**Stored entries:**
↓↓↓

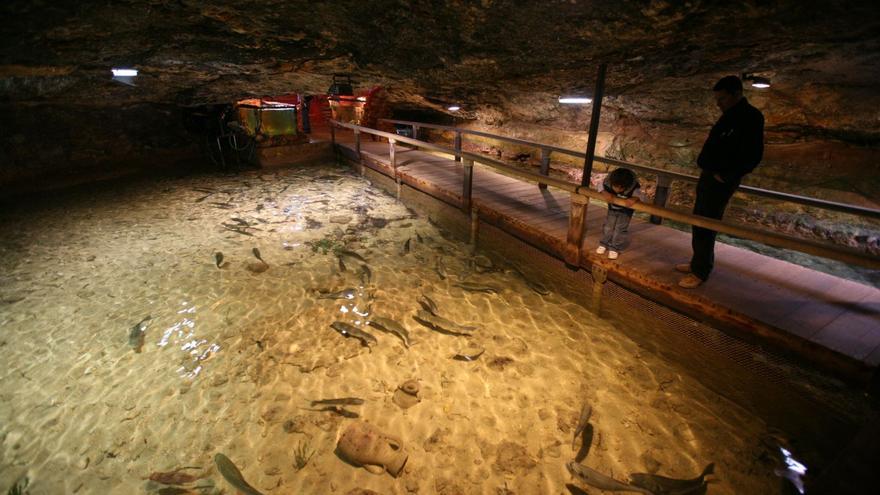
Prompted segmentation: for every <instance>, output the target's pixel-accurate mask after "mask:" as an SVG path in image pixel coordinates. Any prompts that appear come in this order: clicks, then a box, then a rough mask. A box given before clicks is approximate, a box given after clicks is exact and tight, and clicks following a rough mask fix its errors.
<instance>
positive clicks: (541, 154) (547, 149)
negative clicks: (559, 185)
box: [538, 148, 550, 189]
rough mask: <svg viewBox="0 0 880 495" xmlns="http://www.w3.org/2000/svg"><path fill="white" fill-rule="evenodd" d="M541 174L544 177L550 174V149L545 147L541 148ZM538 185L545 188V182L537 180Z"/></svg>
mask: <svg viewBox="0 0 880 495" xmlns="http://www.w3.org/2000/svg"><path fill="white" fill-rule="evenodd" d="M541 175H543V176H544V177H546V176H548V175H550V150H549V149H547V148H541ZM538 187H540V188H541V189H547V184H544V183H543V182H539V183H538Z"/></svg>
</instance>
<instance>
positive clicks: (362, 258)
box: [336, 249, 367, 263]
mask: <svg viewBox="0 0 880 495" xmlns="http://www.w3.org/2000/svg"><path fill="white" fill-rule="evenodd" d="M336 255H337V256H348V257H349V258H354V259H356V260H358V261H360V262H361V263H366V262H367V260H365V259H364V257H363V256H361V255H359V254H357V253H355V252H354V251H349V250H348V249H337V250H336Z"/></svg>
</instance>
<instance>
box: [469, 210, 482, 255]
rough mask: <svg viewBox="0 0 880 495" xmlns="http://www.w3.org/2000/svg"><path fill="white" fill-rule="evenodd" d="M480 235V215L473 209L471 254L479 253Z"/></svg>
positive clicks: (472, 214)
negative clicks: (477, 241)
mask: <svg viewBox="0 0 880 495" xmlns="http://www.w3.org/2000/svg"><path fill="white" fill-rule="evenodd" d="M479 234H480V214H479V212H478V211H477V209H476V208H472V209H471V240H470V245H471V254H473V253H475V252H477V237H478V236H479Z"/></svg>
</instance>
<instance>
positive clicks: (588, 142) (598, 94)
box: [581, 64, 608, 186]
mask: <svg viewBox="0 0 880 495" xmlns="http://www.w3.org/2000/svg"><path fill="white" fill-rule="evenodd" d="M607 68H608V64H600V65H599V74H598V75H597V76H596V90H595V91H594V92H593V115H592V117H590V134H589V137H587V153H586V156H585V157H584V171H583V175H581V185H582V186H585V185H587V184H589V183H590V176H591V175H592V173H593V157H594V156H596V138H597V137H598V136H599V116H600V115H601V113H602V96H603V93H605V70H606V69H607Z"/></svg>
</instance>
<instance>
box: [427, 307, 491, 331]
mask: <svg viewBox="0 0 880 495" xmlns="http://www.w3.org/2000/svg"><path fill="white" fill-rule="evenodd" d="M413 318H414V319H415V320H416V321H417V322H419V323H421V324H422V325H425V326H426V327H428V328H430V329H432V330H437V331H438V332H440V333H448V334H451V335H471V334H472V333H473V332H474V330H476V329H477V327H470V326H466V325H459V324H458V323H455V322H453V321H449V320H447V319H446V318H443V317H441V316H437V315H434V314H431V313H430V312H428V311H425V310H419V312H418V313H416V315H415V316H414V317H413Z"/></svg>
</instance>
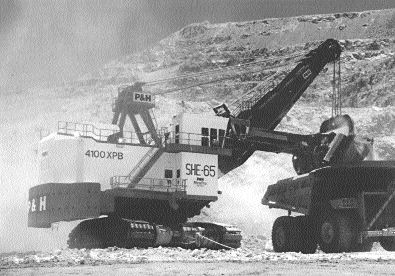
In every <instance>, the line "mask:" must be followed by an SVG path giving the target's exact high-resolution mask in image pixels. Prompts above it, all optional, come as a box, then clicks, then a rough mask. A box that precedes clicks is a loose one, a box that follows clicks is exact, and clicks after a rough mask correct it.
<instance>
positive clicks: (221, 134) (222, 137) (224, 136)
mask: <svg viewBox="0 0 395 276" xmlns="http://www.w3.org/2000/svg"><path fill="white" fill-rule="evenodd" d="M218 136H219V146H220V147H223V145H224V140H225V130H224V129H220V130H219V135H218Z"/></svg>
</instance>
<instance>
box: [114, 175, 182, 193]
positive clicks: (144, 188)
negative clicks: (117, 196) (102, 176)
mask: <svg viewBox="0 0 395 276" xmlns="http://www.w3.org/2000/svg"><path fill="white" fill-rule="evenodd" d="M110 185H111V188H113V189H114V188H117V187H125V188H131V189H142V190H153V191H163V192H168V193H171V192H185V191H186V179H178V178H141V179H139V182H137V183H132V182H131V181H130V179H129V176H113V177H111V179H110Z"/></svg>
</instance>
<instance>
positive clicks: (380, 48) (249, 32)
mask: <svg viewBox="0 0 395 276" xmlns="http://www.w3.org/2000/svg"><path fill="white" fill-rule="evenodd" d="M327 38H335V39H338V40H340V41H341V44H342V46H343V50H344V53H343V56H342V64H343V88H344V95H345V98H346V99H345V102H344V104H345V105H347V106H352V107H360V106H370V105H377V106H389V105H393V104H394V95H392V93H391V91H393V90H394V75H395V74H394V47H395V46H394V39H395V10H394V9H390V10H384V11H366V12H361V13H342V14H329V15H313V16H300V17H293V18H275V19H265V20H259V21H253V22H239V23H224V24H210V23H208V22H204V23H200V24H192V25H189V26H186V27H185V28H183V29H182V30H180V31H178V32H176V33H174V34H173V35H171V36H169V37H168V38H166V39H164V40H162V41H160V42H159V43H158V44H157V45H153V47H152V48H151V49H148V50H146V51H144V52H142V53H139V54H135V55H131V56H128V57H125V58H121V59H119V60H118V61H114V62H112V63H110V64H108V65H106V66H105V67H104V68H102V69H100V70H98V71H97V72H94V73H92V74H88V75H86V76H84V77H83V78H81V79H80V80H79V81H77V82H76V83H75V86H76V87H81V86H88V87H89V86H103V85H104V86H105V85H109V84H114V85H117V84H119V83H129V82H131V81H134V80H144V81H152V80H157V79H163V78H168V77H174V76H177V75H183V74H190V73H196V72H203V71H205V70H210V69H217V68H224V67H227V66H232V65H242V64H246V63H250V62H258V61H263V60H265V59H269V58H276V57H284V56H288V55H293V54H296V53H302V52H305V51H307V50H308V49H310V48H312V47H314V46H317V45H318V43H319V41H322V40H325V39H327ZM264 68H265V64H260V67H259V66H257V67H249V71H257V70H260V69H262V70H263V69H264ZM283 70H284V71H286V70H285V68H283ZM234 71H237V70H236V69H235V70H234ZM222 73H223V74H225V73H224V72H222ZM226 73H227V74H230V73H229V72H226ZM233 73H235V72H233ZM283 75H284V74H279V77H281V76H283ZM263 79H265V75H262V74H260V73H256V74H251V73H250V74H242V75H238V76H236V77H235V78H233V79H230V80H227V81H223V82H221V83H219V84H217V85H211V86H208V85H206V86H201V87H198V88H192V89H189V90H184V91H183V92H182V95H178V97H179V98H182V99H184V100H185V99H186V98H189V99H191V100H196V99H198V100H203V101H204V100H207V98H210V99H222V100H223V99H224V97H225V99H226V100H228V101H229V100H232V98H235V97H237V96H240V95H242V94H243V92H245V91H246V90H248V89H251V88H253V87H254V85H257V84H256V83H251V81H260V80H263ZM205 80H207V77H206V78H194V79H193V80H191V79H187V80H185V79H184V80H182V81H178V82H176V83H167V84H166V85H161V86H160V87H155V88H154V89H153V90H155V91H162V90H165V89H167V88H169V87H173V86H176V87H177V86H180V85H186V84H189V83H190V82H193V81H194V82H196V81H205ZM276 80H277V81H278V79H276ZM329 81H330V74H326V75H323V76H321V77H319V78H318V79H317V80H316V82H315V84H314V85H313V86H311V87H310V88H309V90H308V91H307V93H306V94H305V96H304V98H305V99H307V100H308V101H311V100H314V101H316V100H319V101H323V102H325V103H328V101H329V93H330V92H329V91H330V83H328V82H329ZM77 89H78V88H77ZM173 96H174V95H173Z"/></svg>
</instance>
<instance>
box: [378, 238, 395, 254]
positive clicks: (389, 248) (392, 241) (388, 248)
mask: <svg viewBox="0 0 395 276" xmlns="http://www.w3.org/2000/svg"><path fill="white" fill-rule="evenodd" d="M380 245H381V246H382V247H383V248H384V249H385V250H387V251H395V238H394V237H384V238H381V239H380Z"/></svg>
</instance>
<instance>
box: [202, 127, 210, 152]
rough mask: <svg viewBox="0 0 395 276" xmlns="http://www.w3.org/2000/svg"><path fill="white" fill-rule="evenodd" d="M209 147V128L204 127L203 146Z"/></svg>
mask: <svg viewBox="0 0 395 276" xmlns="http://www.w3.org/2000/svg"><path fill="white" fill-rule="evenodd" d="M208 145H209V133H208V128H206V127H202V146H206V147H208Z"/></svg>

↑↑↑

**Problem description:** Ending at the line with "positive clicks: (588, 142) (598, 94)", reproduce exactly the lines that begin at the top of the data, and include no pictures.

**Exercise output:**
Prompted segmentation: for every <instance>, output the target's pixel-accurate mask after "mask:" as an SVG path in image pixel coordinates. Any prompts that appear come in this order: clicks, then a box, then a rough mask. A box given before clicks is approximate, a box given after clicks is exact and tight, and clicks following a rough mask fix its errors.
<instance>
positive clicks: (541, 154) (547, 149)
negative clicks: (559, 185)
box: [538, 148, 550, 189]
rough mask: <svg viewBox="0 0 880 495" xmlns="http://www.w3.org/2000/svg"><path fill="white" fill-rule="evenodd" d="M541 174L544 177L550 174V149L545 147L541 148ZM538 185L545 188V182L537 180Z"/></svg>
mask: <svg viewBox="0 0 880 495" xmlns="http://www.w3.org/2000/svg"><path fill="white" fill-rule="evenodd" d="M541 175H543V176H544V177H546V176H548V175H550V150H549V149H547V148H541ZM538 187H540V188H541V189H547V184H544V183H543V182H539V183H538Z"/></svg>
</instance>
<instance>
positive clicks: (362, 258)
box: [336, 249, 367, 263]
mask: <svg viewBox="0 0 880 495" xmlns="http://www.w3.org/2000/svg"><path fill="white" fill-rule="evenodd" d="M336 255H337V256H348V257H349V258H354V259H356V260H358V261H360V262H361V263H366V262H367V260H365V259H364V257H363V256H361V255H359V254H357V253H355V252H354V251H349V250H348V249H337V250H336Z"/></svg>
</instance>
<instance>
box: [469, 210, 482, 255]
rough mask: <svg viewBox="0 0 880 495" xmlns="http://www.w3.org/2000/svg"><path fill="white" fill-rule="evenodd" d="M480 235V215L473 209L471 254L479 253Z"/></svg>
positive clicks: (472, 214)
negative clicks: (477, 241)
mask: <svg viewBox="0 0 880 495" xmlns="http://www.w3.org/2000/svg"><path fill="white" fill-rule="evenodd" d="M479 234H480V214H479V212H478V211H477V209H476V208H472V209H471V240H470V245H471V254H473V253H475V252H477V237H478V236H479Z"/></svg>
</instance>
<instance>
positive clicks: (588, 142) (598, 94)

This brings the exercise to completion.